EXCERPTED PASSAGE:
+ + +
Hmm,

      Interface DMDAVecGetArrayF90
        Subroutine DMDAVecGetArrayF903(da1, v,d1,ierr)
          USE_DM_HIDE
          DM_HIDE da1
          VEC_HIDE v
          PetscScalar,pointer :: d1(:,:,:)
          PetscErrorCode ierr
        End Subroutine

   So the d1 is a F90 POINTER. But your subroutine seems to be treating it as a 
“plain old Fortran array”?
real(8), intent(inout) :: u(:,:,:),v(:,:,:),w(:,:,:)

   Note also that the beginning and end indices of the u,v,w, are different for 
each process see for example 
http://www.mcs.anl.gov/petsc/petsc-3.4/src/dm/examples/tutorials/ex11f90.F  
(and they do not start at 1). This is how to get the loop bounds.


  Barry 

On Apr 18, 2014, at 10:58 AM, TAY wee-beng <[email protected]> wrote:

> Hi,
> 
> I tried to pinpoint the problem. I reduced my job size and hence I can run on 
> 1 processor. Tried using valgrind but perhaps I'm using the optimized 
> version, it didn't catch the error, besides saying "Segmentation fault (core 
> dumped)"
> 
> However, by re-writing my code, I found out a few things:
> 
> 1. if I write my code this way:
> 
> call DMDAVecGetArrayF90(da_u,u_local,u_array,ierr)
> 
> call DMDAVecGetArrayF90(da_v,v_local,v_array,ierr)
> 
> call DMDAVecGetArrayF90(da_w,w_local,w_array,ierr)
> 
> u_array = ....
> 
> v_array = ....
> 
> w_array = ....
> 
> call DMDAVecRestoreArrayF90(da_w,w_local,w_array,ierr)
> 
> call DMDAVecRestoreArrayF90(da_v,v_local,v_array,ierr)
> 
> call DMDAVecRestoreArrayF90(da_u,u_local,u_array,ierr)
> 
> The code runs fine.
> 
> 2. if I write my code this way:
> 
> call DMDAVecGetArrayF90(da_u,u_local,u_array,ierr)
> 
> call DMDAVecGetArrayF90(da_v,v_local,v_array,ierr)
> 
> call DMDAVecGetArrayF90(da_w,w_local,w_array,ierr)
+ + +
PROBLEM 1: Transcribe the PETSc message, starting with "So the d1 is" and going on through "the loop bounds.".
The PETSc message and the rows are unrelated to each other.

MATERIAL PROVIDED:
+ + +
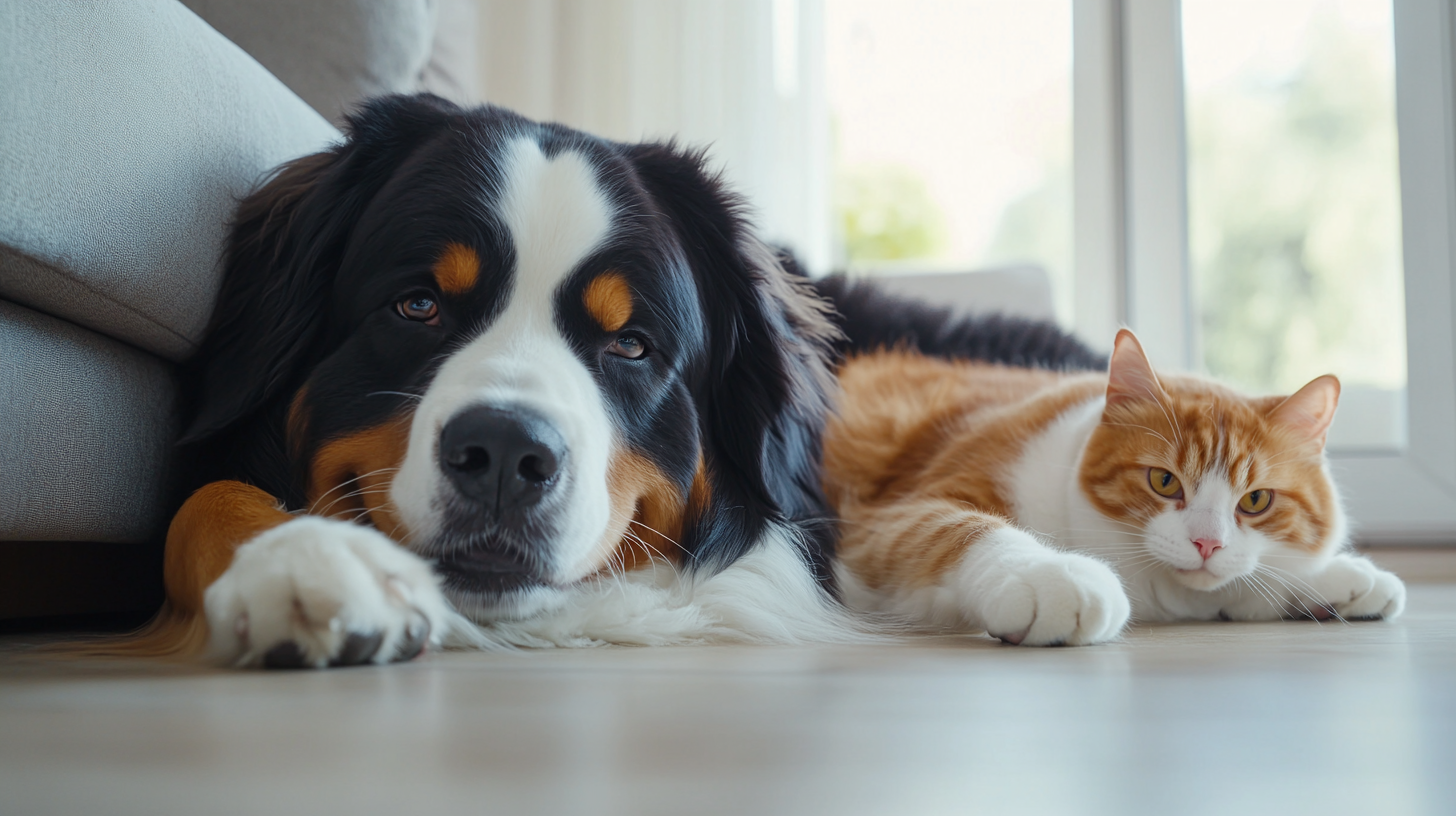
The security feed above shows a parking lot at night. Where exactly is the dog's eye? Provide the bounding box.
+ + +
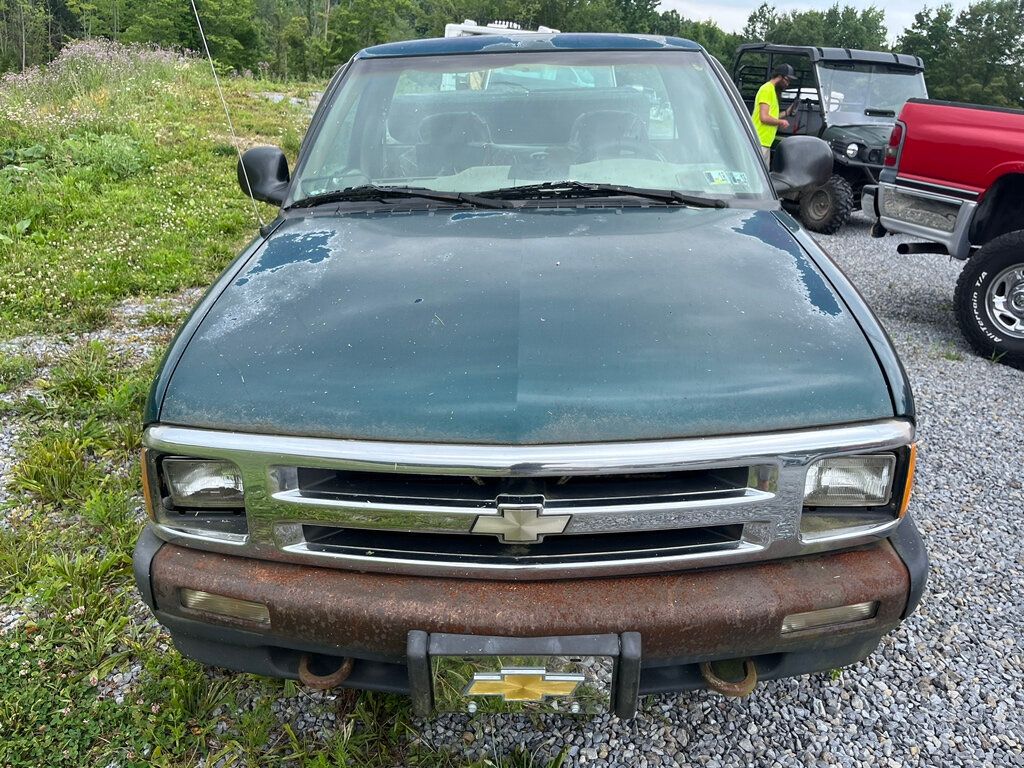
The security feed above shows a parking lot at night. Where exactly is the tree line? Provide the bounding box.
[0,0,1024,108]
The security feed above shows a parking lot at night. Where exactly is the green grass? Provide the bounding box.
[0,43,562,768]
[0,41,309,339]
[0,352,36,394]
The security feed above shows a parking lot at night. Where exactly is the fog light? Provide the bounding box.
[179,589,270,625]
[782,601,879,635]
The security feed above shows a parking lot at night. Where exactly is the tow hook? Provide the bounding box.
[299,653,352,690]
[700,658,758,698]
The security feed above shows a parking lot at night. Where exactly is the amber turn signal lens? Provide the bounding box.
+ + +
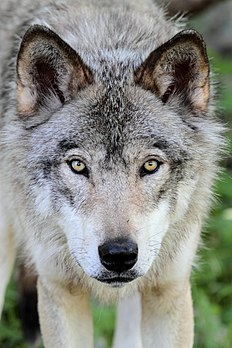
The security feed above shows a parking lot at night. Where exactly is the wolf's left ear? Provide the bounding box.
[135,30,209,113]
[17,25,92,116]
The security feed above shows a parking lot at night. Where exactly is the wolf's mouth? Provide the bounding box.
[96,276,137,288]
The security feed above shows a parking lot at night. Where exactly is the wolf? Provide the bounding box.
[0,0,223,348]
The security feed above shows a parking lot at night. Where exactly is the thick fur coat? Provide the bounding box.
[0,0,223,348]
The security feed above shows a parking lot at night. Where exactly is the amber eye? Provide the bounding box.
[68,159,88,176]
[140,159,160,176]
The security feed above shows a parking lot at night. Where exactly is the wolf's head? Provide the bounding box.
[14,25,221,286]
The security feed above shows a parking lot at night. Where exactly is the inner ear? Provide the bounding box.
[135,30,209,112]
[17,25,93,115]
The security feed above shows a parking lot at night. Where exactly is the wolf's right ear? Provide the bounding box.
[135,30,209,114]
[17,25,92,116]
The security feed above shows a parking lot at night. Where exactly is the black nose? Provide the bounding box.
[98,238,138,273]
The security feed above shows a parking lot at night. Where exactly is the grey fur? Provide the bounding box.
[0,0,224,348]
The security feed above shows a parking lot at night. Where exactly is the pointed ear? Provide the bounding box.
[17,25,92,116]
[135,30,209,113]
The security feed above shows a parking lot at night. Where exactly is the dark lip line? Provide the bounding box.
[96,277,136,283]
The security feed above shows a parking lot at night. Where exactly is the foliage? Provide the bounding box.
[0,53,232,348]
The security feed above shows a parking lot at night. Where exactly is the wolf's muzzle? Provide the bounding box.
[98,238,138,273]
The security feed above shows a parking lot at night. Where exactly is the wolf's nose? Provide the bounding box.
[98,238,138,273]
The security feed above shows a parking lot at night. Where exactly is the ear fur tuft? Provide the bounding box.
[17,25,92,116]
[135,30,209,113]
+ + +
PROBLEM 2: Format the rows as a numbered list, starting with the line that contains "inner ear? Provide the bounding box." and going on through the line that contains "[0,0,224,348]". Leave out blank lines.

RESULT 1:
So the d1 is a F90 POINTER. But your subroutine seems to be treating it as a 
“plain old Fortran array”?
real(8), intent(inout) :: u(:,:,:),v(:,:,:),w(:,:,:)

   Note also that the beginning and end indices of the u,v,w, are different for 
each process see for example 
http://www.mcs.anl.gov/petsc/petsc-3.4/src/dm/examples/tutorials/ex11f90.F  
(and they do not start at 1). This is how to get the loop bounds.

RESULT 2:
1. The security feed above shows a parking lot at night. Where exactly is the inner ear? Provide the bounding box.
2. [135,30,209,112]
3. [17,25,93,115]
4. The security feed above shows a parking lot at night. Where exactly is the wolf's right ear? Provide the bounding box.
5. [135,30,209,114]
6. [17,25,92,116]
7. The security feed above shows a parking lot at night. Where exactly is the black nose? Provide the bounding box.
8. [98,238,138,273]
9. The security feed above shows a parking lot at night. Where exactly is the grey fur? Provide the bounding box.
10. [0,0,224,348]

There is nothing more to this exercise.